Ekonomi
Pajak Natura, Perusahaan Bisa Kehilangan Eksekutif
REPORTASE INDONESIA – Jakarta, Kementerian Keuangan melansir regulasi teknis tentang pajak natura atau pajak kenikmatan. Pada 5 Juli lalu dalam media briefing Dirjen Pajak Suryo Utomo, didampingi Direktur Peraturan Perpajakan I Hestu Yoga Saksama, dan Staf Ahli Bidang Kepatuhan Pajak Kementerian Keuangan (Kemenkeu) Yon Arsal mengumumkan pemberlakukan Peraturan Menteri Keuangan (PMK) 66/2023 tentang Perlakuan Pajak penghasilan atas penggantian atau imbalan sehubungan dengan pekerjaan atau jasa yang diterima atas diperoleh dalam bentuk natura dan/atau Kenikmatan.
Disampaikan Yoga, penerapan pajak natura sangat memperhatikan nilai kepantasan yang diterima oleh karyawan. Batasan nilai tersebut telah mempertimbangkan indeks harga beli/purchasing power parity (OECD), Survey Standar Biaya Hidup (BPS), Standar Biaya Masukan (SBU Kemenkeu), Sport Development Index (Kemenpora), dan benchmark beberapa negara.
“Kita di sini mempertimbangkan kepantasan. Tujuannya apa yang saya bold di situ, pemerintah ingin mendorong perusahaan atau pemberi kerja untuk meningkatkan kesejahteraan pegawai. Silahkan ngasih makanan sebanyak-banyaknya, gitu kira-kira. Boleh dibiayakan bagi perusahaan dan bukan penghasilan bagi karyawannya,” kata Yoga.
“Natura dan atau kenikmatan dalam jenis dan batasan nilai tertentu dikecualikan dari objek pajak penghasilan,” imbuh Direktur P2Humas Ditjen Pajak Kemenkeu, Dwi Astuti dalam pernyataan resmi, Rabu (5/7/2023).
Dwi menyebutkan bahwa regulasi ini diharapkan memberikan kepastian hukum dan keadilan, penggantian atau imbalan sehubungan dengan pekerjaan atau jasa dalam bentuk natura dan atau kenikmatan yang kini dapat dibiayakan oleh pemberi kerja. Biaya penggantian atau imbalan tersebut sepanjang merupakan biaya untuk mendapatkan, menagih, dan memelihara penghasilan (3M).
Sebaliknya, bagi penerima natura dan/atau kenikmatan, hal tersebut merupakan objek pajak penghasilan (PPh). Pengaturan ini mendorong perusahaan/pemberi kerja untuk meningkatkan kesejahteraan karyawan dengan cara memberikan berbagai fasilitas karyawan dan dapat membebankan biaya fasilitas tersebut sebagai pengurang penghasilan bruto.
“Pengaturan ini juga memberikan kesetaraan perlakuan sehingga pengenaan PPh atas suatu jenis penghasilan tidak memandang bentuk dari penghasilan tersebut baik dalam uang atau selain uang,” ujarnya.

**********

Tugas yang Diberikan 1: Tuliskan ulang tanpa perubahan baris-baris catatan dari baris yang memuat "Would you do me a favor and mark the snowy" sampai baris yang memuat "0,328,1280,717", termasuk kedua baris tersebut.

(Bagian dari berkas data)
**********

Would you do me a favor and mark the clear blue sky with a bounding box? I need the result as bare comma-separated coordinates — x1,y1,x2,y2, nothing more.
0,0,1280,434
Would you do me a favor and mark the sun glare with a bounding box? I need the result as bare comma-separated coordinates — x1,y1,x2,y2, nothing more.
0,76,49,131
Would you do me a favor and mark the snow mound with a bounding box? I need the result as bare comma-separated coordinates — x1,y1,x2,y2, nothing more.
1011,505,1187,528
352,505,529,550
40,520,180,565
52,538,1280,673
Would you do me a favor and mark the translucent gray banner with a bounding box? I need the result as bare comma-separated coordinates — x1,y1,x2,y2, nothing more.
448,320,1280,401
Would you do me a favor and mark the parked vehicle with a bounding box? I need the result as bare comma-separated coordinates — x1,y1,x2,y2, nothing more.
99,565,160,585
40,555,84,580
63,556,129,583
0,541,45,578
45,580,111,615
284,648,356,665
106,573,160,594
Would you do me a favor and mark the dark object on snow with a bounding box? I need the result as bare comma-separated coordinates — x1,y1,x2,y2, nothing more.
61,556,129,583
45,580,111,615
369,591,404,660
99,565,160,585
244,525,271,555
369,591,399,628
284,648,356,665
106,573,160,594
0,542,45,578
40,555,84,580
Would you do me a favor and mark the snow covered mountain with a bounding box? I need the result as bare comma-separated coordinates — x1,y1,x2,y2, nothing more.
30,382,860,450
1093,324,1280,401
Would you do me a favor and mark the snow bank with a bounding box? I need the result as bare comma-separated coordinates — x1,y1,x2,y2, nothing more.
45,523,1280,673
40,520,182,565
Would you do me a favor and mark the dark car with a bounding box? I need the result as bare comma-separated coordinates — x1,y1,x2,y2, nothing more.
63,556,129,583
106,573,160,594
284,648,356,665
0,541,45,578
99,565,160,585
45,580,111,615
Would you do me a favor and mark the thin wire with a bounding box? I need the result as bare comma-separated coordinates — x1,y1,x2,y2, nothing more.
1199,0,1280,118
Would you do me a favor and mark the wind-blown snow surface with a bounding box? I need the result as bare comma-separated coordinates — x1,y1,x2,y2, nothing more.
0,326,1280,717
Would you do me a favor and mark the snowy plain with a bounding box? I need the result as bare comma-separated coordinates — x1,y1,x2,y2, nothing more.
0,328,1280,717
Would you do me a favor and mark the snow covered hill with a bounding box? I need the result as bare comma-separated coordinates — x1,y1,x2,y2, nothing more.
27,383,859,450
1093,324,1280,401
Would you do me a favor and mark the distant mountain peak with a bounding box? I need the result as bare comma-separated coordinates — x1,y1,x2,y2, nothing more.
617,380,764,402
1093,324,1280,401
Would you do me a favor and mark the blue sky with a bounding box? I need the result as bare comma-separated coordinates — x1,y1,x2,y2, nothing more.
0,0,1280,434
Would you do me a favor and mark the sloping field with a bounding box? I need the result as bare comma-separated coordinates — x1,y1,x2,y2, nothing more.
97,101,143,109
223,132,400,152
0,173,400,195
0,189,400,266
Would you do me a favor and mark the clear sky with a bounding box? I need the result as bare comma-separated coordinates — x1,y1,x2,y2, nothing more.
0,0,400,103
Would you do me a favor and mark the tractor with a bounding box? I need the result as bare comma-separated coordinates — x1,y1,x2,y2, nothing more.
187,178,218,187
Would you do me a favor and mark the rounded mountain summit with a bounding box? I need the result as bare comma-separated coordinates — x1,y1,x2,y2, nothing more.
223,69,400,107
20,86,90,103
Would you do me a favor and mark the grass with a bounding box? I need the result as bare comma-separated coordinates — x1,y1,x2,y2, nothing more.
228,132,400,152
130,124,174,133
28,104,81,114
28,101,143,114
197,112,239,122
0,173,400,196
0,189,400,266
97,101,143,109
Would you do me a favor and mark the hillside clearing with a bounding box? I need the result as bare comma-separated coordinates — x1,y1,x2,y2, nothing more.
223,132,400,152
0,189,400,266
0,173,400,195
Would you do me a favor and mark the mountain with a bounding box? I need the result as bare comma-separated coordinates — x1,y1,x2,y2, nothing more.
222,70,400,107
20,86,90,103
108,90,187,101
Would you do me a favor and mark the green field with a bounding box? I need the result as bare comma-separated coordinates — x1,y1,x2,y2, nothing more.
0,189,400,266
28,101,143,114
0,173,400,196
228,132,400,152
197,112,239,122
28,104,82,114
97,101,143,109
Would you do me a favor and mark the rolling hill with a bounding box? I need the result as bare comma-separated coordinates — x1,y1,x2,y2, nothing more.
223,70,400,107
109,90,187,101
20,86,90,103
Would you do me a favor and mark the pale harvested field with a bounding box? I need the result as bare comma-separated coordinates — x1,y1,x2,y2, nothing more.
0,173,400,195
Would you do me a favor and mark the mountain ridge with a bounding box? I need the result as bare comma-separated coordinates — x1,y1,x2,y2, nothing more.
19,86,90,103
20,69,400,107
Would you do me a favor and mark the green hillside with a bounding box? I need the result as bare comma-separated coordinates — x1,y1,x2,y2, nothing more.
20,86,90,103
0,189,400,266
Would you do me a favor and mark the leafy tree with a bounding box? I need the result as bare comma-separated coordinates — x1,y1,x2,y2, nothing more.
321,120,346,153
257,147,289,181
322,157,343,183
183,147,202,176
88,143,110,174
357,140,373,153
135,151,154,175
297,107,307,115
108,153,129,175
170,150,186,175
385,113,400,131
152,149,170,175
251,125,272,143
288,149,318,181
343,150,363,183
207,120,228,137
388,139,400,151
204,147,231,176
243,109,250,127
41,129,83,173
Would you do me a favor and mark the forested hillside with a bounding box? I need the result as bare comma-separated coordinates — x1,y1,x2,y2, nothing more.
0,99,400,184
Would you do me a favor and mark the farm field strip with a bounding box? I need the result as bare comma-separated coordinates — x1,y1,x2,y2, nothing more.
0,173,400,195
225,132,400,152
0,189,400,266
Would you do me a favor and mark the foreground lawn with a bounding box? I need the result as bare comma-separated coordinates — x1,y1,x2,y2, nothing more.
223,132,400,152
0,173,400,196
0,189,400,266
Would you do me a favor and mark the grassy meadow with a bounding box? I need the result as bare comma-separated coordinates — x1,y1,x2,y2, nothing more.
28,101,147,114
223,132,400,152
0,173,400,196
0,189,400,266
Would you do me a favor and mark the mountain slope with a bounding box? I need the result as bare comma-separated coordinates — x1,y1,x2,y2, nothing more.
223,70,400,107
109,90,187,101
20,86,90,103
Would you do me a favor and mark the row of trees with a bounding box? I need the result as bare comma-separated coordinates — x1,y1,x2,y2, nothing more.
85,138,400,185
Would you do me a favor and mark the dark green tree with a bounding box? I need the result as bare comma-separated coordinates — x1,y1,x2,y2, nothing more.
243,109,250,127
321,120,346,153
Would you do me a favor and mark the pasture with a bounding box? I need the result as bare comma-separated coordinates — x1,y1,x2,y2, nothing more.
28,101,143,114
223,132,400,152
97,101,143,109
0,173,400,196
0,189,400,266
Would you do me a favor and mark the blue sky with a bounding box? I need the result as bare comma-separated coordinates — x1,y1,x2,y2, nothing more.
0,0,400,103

**********

Tugas yang Diberikan 2: Menurut artikel tentang pajak natura, siapa yang menjabat sebagai Direktur P2Humas Ditjen Pajak Kemenkeu?

Keluaran yang Diharapkan 1:
Would you do me a favor and mark the snowy plain with a bounding box? I need the result as bare comma-separated coordinates — x1,y1,x2,y2, nothing more.
0,328,1280,717

Keluaran yang Diharapkan 2: Dwi Astuti